• Written tasks:
a - According to the thread on PostgreSQL warm standby failover, how much lost data does the company consider acceptable in an emergency failover?
b - Write what comes next in the thread on PostgreSQL warm standby failover, beginning after its final sentence.

• Page:
Thread: warm standby replication safe failover

warm standby replication safe failover

From
Andrew Puschak
Date:
Hi!

I'm new here and have a question. I'm working on a replacement PostgreSQL 8.4 setup for a small company. They now have a Primary postgres server and 2 secondaries which are replicated using Slony-I, however the consulting company that set it up is afraid to failover and keeping Slony running is taking lots of resources.

The server processes IVR phone calls so it must be quick and have high availability.

I'm setting up a replacement group of physical servers that we can migrate the data over to piece by piece. Since it is a small company, they've agreed that Slony has been too complicated and that in an emergency failover 1 to 5 minutes of lost data is acceptable and quickly having another server available is more important. I can setup 3 separate servers at 3 separate physical locations parallel to the current production servers.

I'm testing a setup with a primary server, which has archiving turned on and rsync's over ssh the WAL log files to a secondary server. The secondary server is running pg_standby and waiting for a trigger. A third server will just accept nightly dumps of the primary to keep load down on the primary using a cronjob. The third server will be up to 1 day old with the dumps, but ready to go in case of primary and secondary failure as well as 1 day historical dumps in case we need any old data.

My question is how to safely failover between Primary and Secondary servers in this warm standby setup without loosing any data? I'd like to switch back and forth periodically to ensure we can trigger a failover in an emergency. Using the trigger file on the Secondary, we could loose up to 5 minutes of data since the WAL files are only rotated every 5 minutes, even though archive_timeout = 60. I saw a blog that mentioned copying the pg_xlog files from the Primary to the Secondary in addition to pg_standby, but I'm unsure if this will make sure we have 100% of our data. I tried this, put data in at each step and recovered all the data, but I'm unsure if the process ensures that no data is lost.

Test setup: Primary was shipping logs to Secondary and secondary was running pg_standby. I stop shipping logs by setting archive_command = '' and reloading postgres on Primary. Then I create a table with data that doesn't make it to the Secondary. On Primary I stopped postgres. Secondary was still waiting for the next log, never receiving the new table. I rsync'ed just the pg_xlog files using "pg_xlog/0*" to the Secondary pg_xlog directory (not the WAL archive directory pg_standby will recover from). These are the latest WAL log files and "000000010000000000000003.00000020.backup" (should I exclude backup file?). Then I triggered the recover. The new table is there and accessible.

My guess is that the logs in the WAL archive directory have been applied to the database and then when the database starts up it also has the last logs in the pg_xlog directory so it applies those last ones as well and we don't loose any data. Can someone confirm or deny this or a better solution to any of the above?

• Raw data:
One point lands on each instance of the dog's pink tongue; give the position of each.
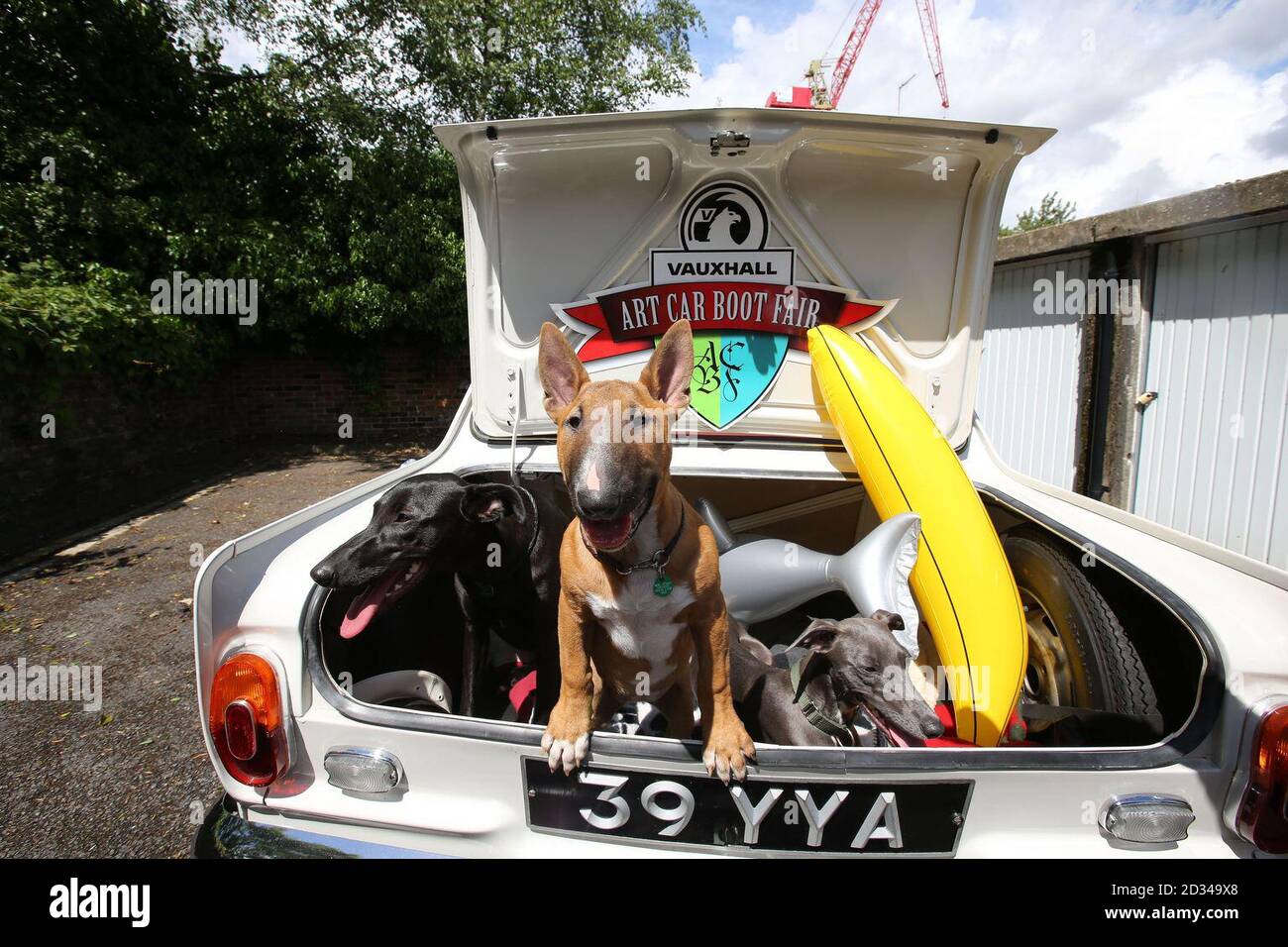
(608, 534)
(364, 608)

• Answers per task:
a - 1 to 5 minutes of lost data.

b -
Thank you so much for your help,
Andrew


--
Andrew Puschak
(267) 614 - 2373
apuschak@gmail.com
http://andrewpuschak.com

Re: warm standby replication safe failover

From
Tom Lane
Date:
Andrew Puschak <apuschak@gmail.com> writes:
> I'm new here and have a question. I'm working on a replacement PostgreSQL
> 8.4 setup for a small company. They now have a Primary postgres server and
> 2 secondaries which are replicated using Slony-I, however the consulting
> company that set it up is afraid to failover and keeping Slony running is
> taking lots of resources.

It sounds like you're trying to keep them on 8.4.  Why not move them to
some newer release branch where you can make use of streaming
replication?  Aside from the benefits of that, 8.4 will be out of
support next year, so setting up new servers with that release series
seems pretty short-sighted.

I realize that dealing with a version upgrade might not be their highest
priority right now, but they're going to have to deal with it before too
long, and doing so now would put them in position to have a far better
replication solution than what you're describing.

            regards, tom lane


Re: warm standby replication safe failover

From
Andrew Puschak
Date:
Thanks Tom!

The PostgreSQL 8.4 is coming from the default latest CentOS 6.3 updates repository which makes it an easy install and upgrade later (yum install postgresql-server). I'll try installing/upgrading my test setup using http://yum.postgresql.org repository. I'm also going to need to find out what migrating to a newer version will affect with the current production data.
Andrew


On Sat, Feb 2, 2013 at 12:19 PM, Tom Lane <tgl@sss.pgh.pa.us> wrote:
Andrew Puschak <apuschak@gmail.com> writes:
> I'm new here and have a question. I'm working on a replacement PostgreSQL
> 8.4 setup for a small company. They now have a Primary postgres server and
> 2 secondaries which are replicated using Slony-I, however the consulting
> company that set it up is afraid to failover and keeping Slony running is
> taking lots of resources.

It sounds like you're trying to keep them on 8.4.  Why not move them to
some newer release branch where you can make use of streaming
replication?  Aside from the benefits of that, 8.4 will be out of
support next year, so setting up new servers with that release series
seems pretty short-sighted.

I realize that dealing with a version upgrade might not be their highest
priority right now, but they're going to have to deal with it before too
long, and doing so now would put them in position to have a far better
replication solution than what you're describing.

                        regards, tom lane



--
Andrew Puschak
(267) 614 - 2373
apuschak@gmail.com
http://andrewpuschak.com

Re: warm standby replication safe failover

From
Andrew Puschak
Date:
Hi again,

I setup PostgreSQL 9.2 to try replication and the 9.2 documentation answered my question whereas the 8.4 documentation is missing the section
25.2.2. Standby Server Operation http://www.postgresql.org/docs/9.2/static/warm-standby.html#STANDBY-SERVER-OPERATION It explains my assumption that if you copy over the last pg_xlog from the Primary, which I can do after safely shutting down postgres, recovery will first apply the WALs from the archive directory and then attempt to recover anything else in pg_xlog, but take priority over the WALs in the archive directory.

As for upgrading to the newer release branch, I'm asking the CentOS community where/how the PostgresSQL version is determined in their repositories. It would be easier if I could continue to use the default Base and Update repositories from CentOS to update postgres, but I don't know when they plan to include 9.x versions.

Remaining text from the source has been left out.